# 文档:
···
从当年7月至12月,肖发标带领省文物考古研究所考古队员,在这里整整奋战了5个多月,对七里镇窑址的周屋坞与赖屋岭两个窑包进行了主动性考古发掘。现在,发掘工作顺利结束,发掘成果令人惊喜:新发掘出的七里镇龙窑,是目前全国所见窑室最高、最大的龙窑,保留了最全、最丰富的宋代窑炉建造技术信息,超出了以前考古界对宋元龙窑的常规性认识,对破解长期困扰古窑址考古界的唐宋龙窑砌筑技术带来了希望。
这个沉寂了六百多年的古窑场,再次吸引了人们的目光。人们纷纷走进七里镇,去感受那炉千年窑火的温度——
一
七里镇,又称“七鲤镇”,在赣州城东约六公里处,现为章贡区水东镇七里村。村子坐落在贡江边,七条山脚一字排开,斜插江边,分开七条水路,如七条大鲤嬉戏抢水上行。
···
# 所给材料:
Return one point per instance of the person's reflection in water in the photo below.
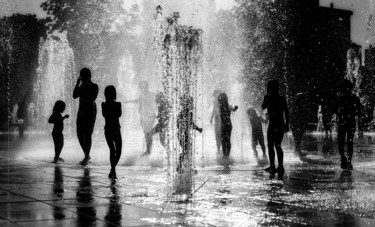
(113, 215)
(261, 161)
(85, 207)
(346, 180)
(58, 191)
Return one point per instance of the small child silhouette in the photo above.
(111, 111)
(58, 121)
(256, 130)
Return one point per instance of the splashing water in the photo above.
(54, 79)
(180, 56)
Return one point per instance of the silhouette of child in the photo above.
(298, 119)
(348, 107)
(58, 126)
(111, 111)
(185, 125)
(226, 123)
(215, 115)
(256, 130)
(277, 109)
(163, 118)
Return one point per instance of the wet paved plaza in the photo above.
(313, 192)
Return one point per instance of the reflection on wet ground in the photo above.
(312, 192)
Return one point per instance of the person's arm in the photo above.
(233, 108)
(263, 120)
(92, 92)
(51, 119)
(195, 127)
(265, 102)
(119, 111)
(286, 112)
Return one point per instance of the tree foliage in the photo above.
(265, 41)
(99, 31)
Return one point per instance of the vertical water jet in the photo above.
(179, 50)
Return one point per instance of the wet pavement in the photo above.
(314, 191)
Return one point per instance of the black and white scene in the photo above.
(187, 113)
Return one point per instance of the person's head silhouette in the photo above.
(110, 93)
(85, 75)
(160, 97)
(252, 112)
(216, 93)
(223, 99)
(59, 106)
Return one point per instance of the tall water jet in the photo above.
(180, 61)
(55, 79)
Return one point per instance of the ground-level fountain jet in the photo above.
(180, 59)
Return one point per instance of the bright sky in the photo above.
(362, 33)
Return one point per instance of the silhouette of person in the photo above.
(226, 124)
(163, 116)
(15, 121)
(185, 125)
(298, 119)
(146, 111)
(348, 107)
(256, 130)
(278, 116)
(215, 115)
(111, 111)
(58, 126)
(87, 92)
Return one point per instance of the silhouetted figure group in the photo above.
(87, 92)
(347, 108)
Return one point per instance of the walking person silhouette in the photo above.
(348, 107)
(111, 111)
(226, 123)
(58, 126)
(87, 92)
(215, 115)
(278, 117)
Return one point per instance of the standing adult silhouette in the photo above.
(87, 92)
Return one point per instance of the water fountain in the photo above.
(55, 79)
(180, 54)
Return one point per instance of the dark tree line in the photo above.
(99, 33)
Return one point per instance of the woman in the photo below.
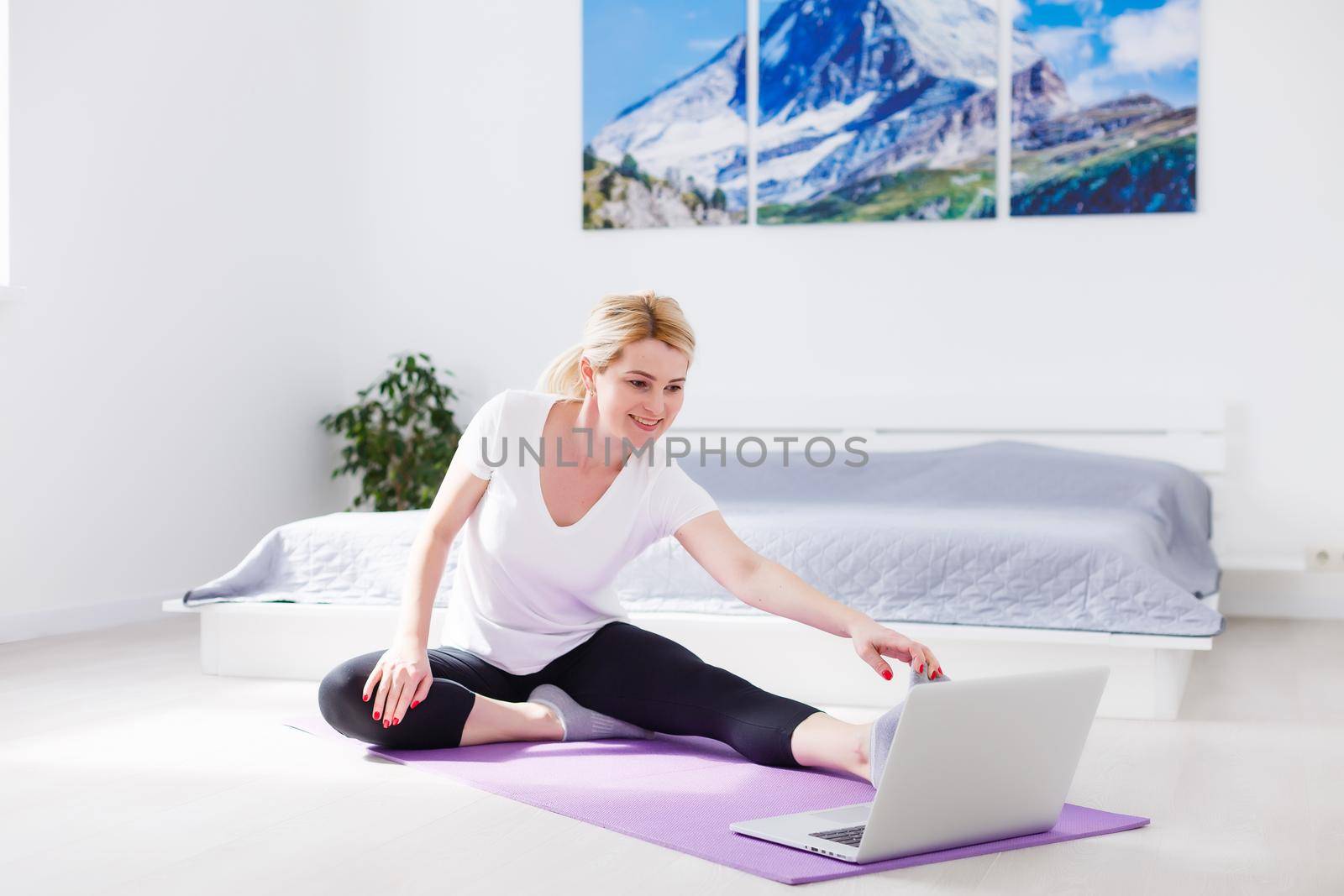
(537, 645)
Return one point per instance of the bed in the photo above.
(1005, 550)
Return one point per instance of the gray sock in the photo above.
(581, 723)
(885, 727)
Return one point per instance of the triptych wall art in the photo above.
(885, 109)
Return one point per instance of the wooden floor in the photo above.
(124, 770)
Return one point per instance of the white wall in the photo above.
(479, 257)
(202, 190)
(186, 224)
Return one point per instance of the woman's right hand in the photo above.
(402, 678)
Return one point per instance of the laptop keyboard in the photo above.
(847, 836)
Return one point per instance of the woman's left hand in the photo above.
(873, 641)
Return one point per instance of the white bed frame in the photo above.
(1148, 673)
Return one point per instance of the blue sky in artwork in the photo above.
(1105, 49)
(633, 49)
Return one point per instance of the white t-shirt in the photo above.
(528, 590)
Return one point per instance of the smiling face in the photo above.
(640, 392)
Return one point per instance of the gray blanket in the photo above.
(1003, 533)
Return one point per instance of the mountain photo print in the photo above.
(877, 109)
(664, 113)
(1106, 121)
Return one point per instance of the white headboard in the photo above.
(1184, 432)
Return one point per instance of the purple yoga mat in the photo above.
(683, 792)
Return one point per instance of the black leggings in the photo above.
(622, 671)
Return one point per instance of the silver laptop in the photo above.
(972, 761)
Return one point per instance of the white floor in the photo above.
(125, 770)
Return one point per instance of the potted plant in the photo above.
(401, 436)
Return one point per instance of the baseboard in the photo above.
(87, 617)
(1283, 594)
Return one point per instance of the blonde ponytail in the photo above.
(562, 375)
(616, 322)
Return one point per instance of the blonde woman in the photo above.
(554, 490)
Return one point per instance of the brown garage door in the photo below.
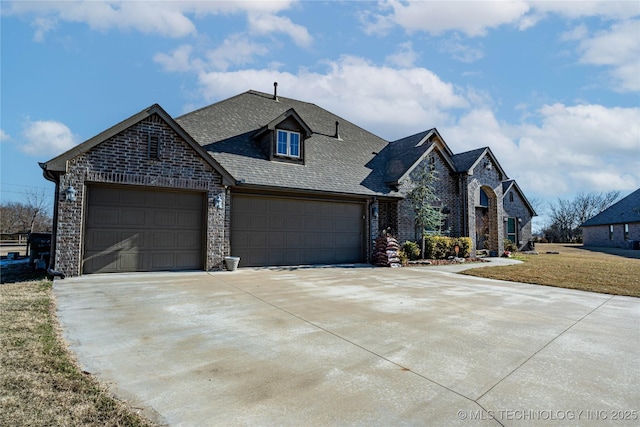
(137, 229)
(283, 231)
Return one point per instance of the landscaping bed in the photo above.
(427, 262)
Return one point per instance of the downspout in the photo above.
(50, 176)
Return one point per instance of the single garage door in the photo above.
(288, 231)
(138, 229)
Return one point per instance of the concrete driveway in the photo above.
(355, 346)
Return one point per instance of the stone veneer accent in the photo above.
(124, 160)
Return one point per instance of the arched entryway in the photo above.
(485, 222)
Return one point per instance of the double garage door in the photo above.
(138, 229)
(288, 231)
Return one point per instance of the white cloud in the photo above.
(269, 23)
(619, 48)
(578, 33)
(179, 60)
(473, 18)
(46, 137)
(391, 102)
(235, 50)
(460, 51)
(572, 149)
(166, 18)
(608, 9)
(4, 136)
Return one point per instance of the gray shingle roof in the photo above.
(400, 155)
(625, 211)
(464, 161)
(342, 165)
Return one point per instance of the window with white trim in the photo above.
(288, 144)
(512, 230)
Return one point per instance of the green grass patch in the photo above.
(40, 382)
(606, 271)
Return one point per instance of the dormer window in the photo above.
(288, 144)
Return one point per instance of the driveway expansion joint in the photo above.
(315, 325)
(524, 362)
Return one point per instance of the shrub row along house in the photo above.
(272, 180)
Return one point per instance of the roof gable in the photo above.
(228, 130)
(402, 156)
(511, 184)
(466, 162)
(624, 211)
(290, 114)
(59, 164)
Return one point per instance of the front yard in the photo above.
(615, 271)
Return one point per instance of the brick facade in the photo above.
(460, 194)
(124, 160)
(447, 189)
(515, 207)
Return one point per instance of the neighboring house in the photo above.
(617, 226)
(272, 180)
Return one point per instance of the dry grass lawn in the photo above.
(609, 271)
(40, 384)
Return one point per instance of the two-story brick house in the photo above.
(273, 180)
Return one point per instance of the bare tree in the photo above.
(568, 215)
(34, 215)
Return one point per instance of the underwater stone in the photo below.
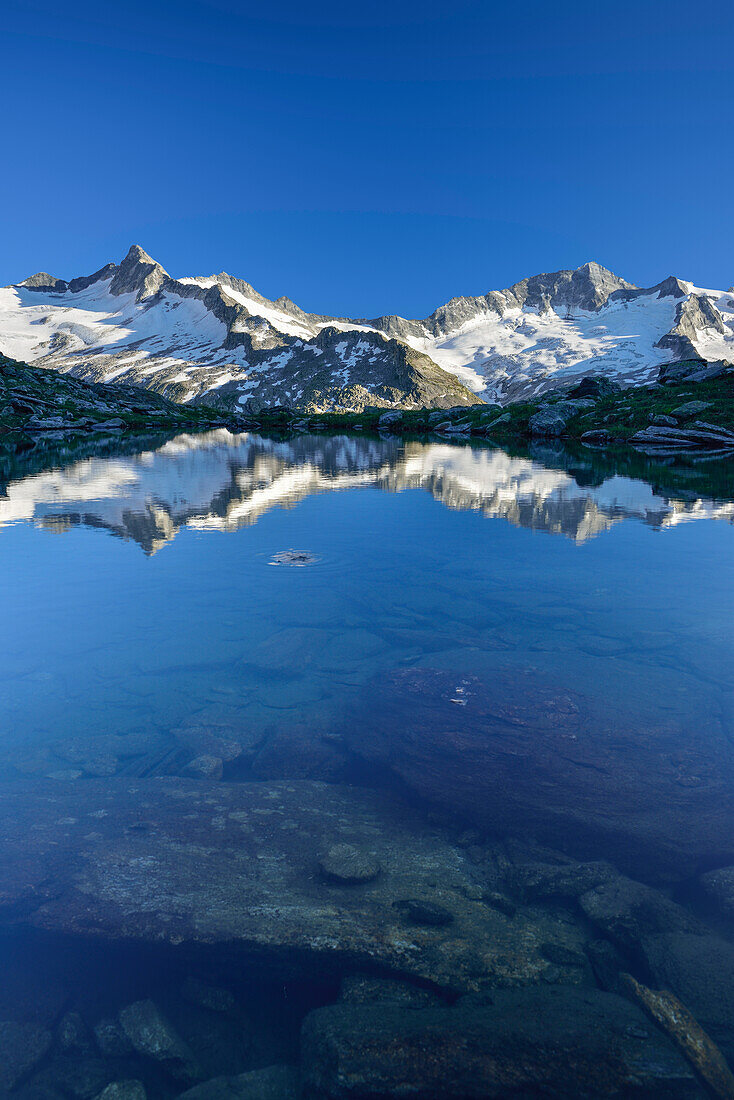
(424, 912)
(111, 1040)
(518, 1045)
(151, 1034)
(273, 1082)
(123, 1090)
(348, 865)
(675, 1019)
(205, 767)
(207, 997)
(22, 1046)
(719, 886)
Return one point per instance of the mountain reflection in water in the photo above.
(449, 767)
(221, 481)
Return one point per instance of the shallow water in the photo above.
(451, 600)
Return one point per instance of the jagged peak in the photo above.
(138, 273)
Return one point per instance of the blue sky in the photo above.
(369, 158)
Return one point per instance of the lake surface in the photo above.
(523, 664)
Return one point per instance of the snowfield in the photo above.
(217, 336)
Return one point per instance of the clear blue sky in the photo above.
(369, 158)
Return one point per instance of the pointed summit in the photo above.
(140, 274)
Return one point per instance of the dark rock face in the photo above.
(516, 756)
(274, 1082)
(692, 316)
(719, 886)
(343, 862)
(140, 274)
(22, 1046)
(628, 911)
(700, 970)
(183, 861)
(526, 1043)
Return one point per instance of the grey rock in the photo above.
(140, 274)
(428, 913)
(598, 437)
(236, 864)
(688, 409)
(719, 886)
(659, 418)
(699, 969)
(123, 1090)
(585, 793)
(551, 419)
(539, 881)
(73, 1033)
(152, 1035)
(111, 1040)
(75, 1075)
(518, 1045)
(595, 386)
(363, 989)
(205, 767)
(206, 996)
(22, 1046)
(348, 865)
(630, 911)
(273, 1082)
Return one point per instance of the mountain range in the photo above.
(215, 339)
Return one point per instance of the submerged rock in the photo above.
(123, 1090)
(686, 1032)
(516, 756)
(719, 886)
(152, 1035)
(273, 1082)
(207, 997)
(293, 558)
(343, 862)
(22, 1046)
(699, 970)
(518, 1045)
(424, 912)
(628, 911)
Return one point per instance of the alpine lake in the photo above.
(347, 767)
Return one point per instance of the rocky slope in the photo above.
(217, 339)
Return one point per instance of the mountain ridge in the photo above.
(216, 338)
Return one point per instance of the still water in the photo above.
(475, 744)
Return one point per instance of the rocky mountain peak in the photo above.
(42, 281)
(138, 273)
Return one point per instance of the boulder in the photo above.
(518, 1045)
(206, 996)
(689, 409)
(22, 1046)
(348, 865)
(630, 911)
(123, 1090)
(186, 861)
(273, 1082)
(700, 971)
(719, 886)
(515, 756)
(595, 385)
(152, 1035)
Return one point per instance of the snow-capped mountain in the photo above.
(216, 338)
(222, 482)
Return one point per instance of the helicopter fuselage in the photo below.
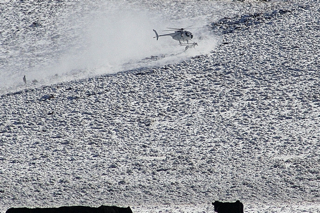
(179, 35)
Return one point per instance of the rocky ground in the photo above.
(240, 122)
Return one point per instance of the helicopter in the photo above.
(179, 34)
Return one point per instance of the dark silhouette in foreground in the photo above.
(72, 209)
(221, 207)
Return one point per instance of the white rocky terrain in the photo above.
(110, 116)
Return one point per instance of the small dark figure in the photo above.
(221, 207)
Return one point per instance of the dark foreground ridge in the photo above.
(72, 209)
(220, 207)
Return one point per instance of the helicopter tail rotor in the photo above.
(157, 36)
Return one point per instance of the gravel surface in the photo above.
(238, 121)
···
# 任务说明 1:
请在记录中,从含有"Return one point per instance of the white t-shirt"的那一行开始,一直到含有"(1106, 121)"的那一行为止,把"gray blanket"换成"beige blanket",其余内容一律不变,重新写出这些行。
# 任务说明 2:
请接着关于七里镇古窑址的文档往下写。
文档与记录各自独立,彼此没有关联。

# 书面回答 1:
Return one point per instance of the white t-shirt in the photo above.
(528, 590)
Return one point per instance of the smiling face in the photo above.
(640, 392)
Return one point per instance of the beige blanket in the photo above.
(1003, 533)
Return one point per instance of the mountain photo print in the photo above.
(877, 109)
(664, 113)
(1106, 121)

# 书面回答 2:
走进七里镇,十里长堤、窑场古道、千年古榕,构成了一幅厚重的图画。而更让人惊叹的是,村民的门前屋后和道旁路侧,到处可见砂碛斑斑的古瓷片,虽历经千百年岁月的磨损,釉面依旧清晰可见。它们犹如祖先的名片,记载着七里窑场的兴衰。即便是一些断壁残垣,也嵌满了古瓷碎片,在阳光照射下,泛着青幽的光。
瓷片掩映下,是一个个小窑包,草木茂盛,绿意盎然,很难想象这树木下曾烈烈扬扬地烧过那一炉窑火。窑门早已封闭,杂草覆盖。
像这样的窑包,考古队鉴定现存16个。由于七里镇人员迁徙频繁,至今已换了两三轮居民,加上新中国成立后,旧窑址上建了一批大中型单位,原先兴盛时窑包有多少,岁月更迭中毁掉了多少,已很难考证,而今仅留下袁屋岭、刘家岭、周屋坞、张屋岭、罗屋岭、赖家岭、砂子岭等处。但仅凭此,七里镇已当之无愧地成为目前江西规模最大、烧制历史最长的古窑址。
七里镇窑的烧造历史,起于唐末。清乾隆二十一年《赣县志》记载:“唐末常官设瓷窑于七里镇。”可知七里镇在唐末就已有了瓷窑,并驻有税务官差。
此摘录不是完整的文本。